### Письменные задания
[1] Ответьте по отрывку о родне Кирилла Кондрашина:
(а) Кем был дед по маминой линии?
(б) Кем впоследствии стала младшая сестра Анна?
(в) Кем по профессии был отец?
[2] Отредактируйте отрывок о родне Кирилла Кондрашина: перепишите его часть от слов «Не могу также» до слов «России балетных импресарио.», заменив «балетоведа» на «историка балета».
[3] Продолжите отрывок о родне Кирилла Кондрашина, начав сразу после его последнего предложения.

:: Отрывок текста ::

«Вы случайно не родственник Кирилла Кондрашина?» – этот неизменный вопрос от людей из мира искусства, узнавших мою фамилию, стал для меня таким же привычным, как и то, что почти всегда при первом знакомстве мне радостно сообщают, что я очень высокого роста, что в известной степени действительно является правдой.
В детстве меня этот вопрос не удивлял и казался вполне естественным. Дело в том, что великий русский дирижер Кирилл Петрович Кондрашин был не единственным моим предком, оставившим в истории значительный след.
Мой дед по маминой линии Николай Николаевич Свешников, очень крупный ученый химик, был потомком Саввы Морозова. Бабушка по папиной линии — первая жена Кирилла Петровича Елизавета Михайловна Садовская, актриса Малого театра, являлась представительницей известнейшей актерской династии Садовских.
Не могу также не упомянуть и ее сестру, Наталью Михайловну Садовскую, мою крестную, крупнейшего балетоведа и одного из первых в России балетных импресарио.
Мой отец, старший из трех сыновей Кирилла Петровича, Петр Кириллович Кондрашин, известный звукорежиссер, был очень скромным и достаточно строгим человеком, и мы с моей младшей сестрой Анной, которая впоследствии стала замечательной флейтисткой, воспитывались в семье, где никакого культа «родственников Кирилла Кондрашина» не было (как, впрочем, и родственников Садовских, Свешниковых и Морозовых) .

:::
:: Исходные данные ::

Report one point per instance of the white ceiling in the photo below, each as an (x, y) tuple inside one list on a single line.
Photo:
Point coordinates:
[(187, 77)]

:::

### Ожидаемые ответы
[1]
(а) Николай Николаевич Свешников, очень крупный ученый-химик, потомок Саввы Морозова.
(б) Замечательной флейтисткой.
(в) Известным звукорежиссером.

[2]
Не могу также не упомянуть и ее сестру, Наталью Михайловну Садовскую, мою крестную, крупнейшего историка балета и одного из первых в России балетных импресарио.

[3]
Но чем дольше я живу, тем больше этот вопрос, который мне продолжают задавать, причем не только у нас в России, но и в других, самых разных частях света (даже не сам вопрос, а та неизменная радость, с которой люди, узнав, что да, я внук Кондрашина, начинают делиться своими воспоминаниями или впечатлениями от его концертов и записей), становится для меня чем-то совершенно удивительным, свидетельством подлинной величины этого человека.
Ведь на самом деле прошло уже 43 года с того трагического дня, когда, продирижировав Первую симфонию Малера в зале Концертгебау, с колоссальным успехом и фактически без репетиции с оркестром Северогерманского радио, в возрасте 67 лет Кирилл Кондрашин скоропостижно скончался от сердечного приступа, и 46 лет, как он неожиданно для всех, даже самых близких, будучи на гастролях в Голландии, принял решение не возвращаться на Родину.
Вследствие его поступка советские чиновники сделали все, чтобы имя Кирилла Кондрашина было стерто из истории отечественной музыки и культуры. Большинство видеозаписей с его участием было уничтожено, остались только редкие кадры репетиций с Эмилем Гилельсом, концертов с Давидом Ойстрахом, Святославом Рихтером, Мстиславом Ростроповичем и, конечно, культовые съемки с финала Первого международного конкурса им. П. И. Чайковского, где Вэн Клайберн одержал победу, выступая с оркестром Московской филармонии под управлением Кирилла Кондрашина.
Слава Богу, в отличие от видео, огромный архив его аудиозаписей такая участь не постигла, большинство из них было выпущено на пластинках еще до эмиграции, а кроме того, за короткий, но крайне насыщенный период его жизни на Западе, многие концерты были записаны и впоследствии также изданы.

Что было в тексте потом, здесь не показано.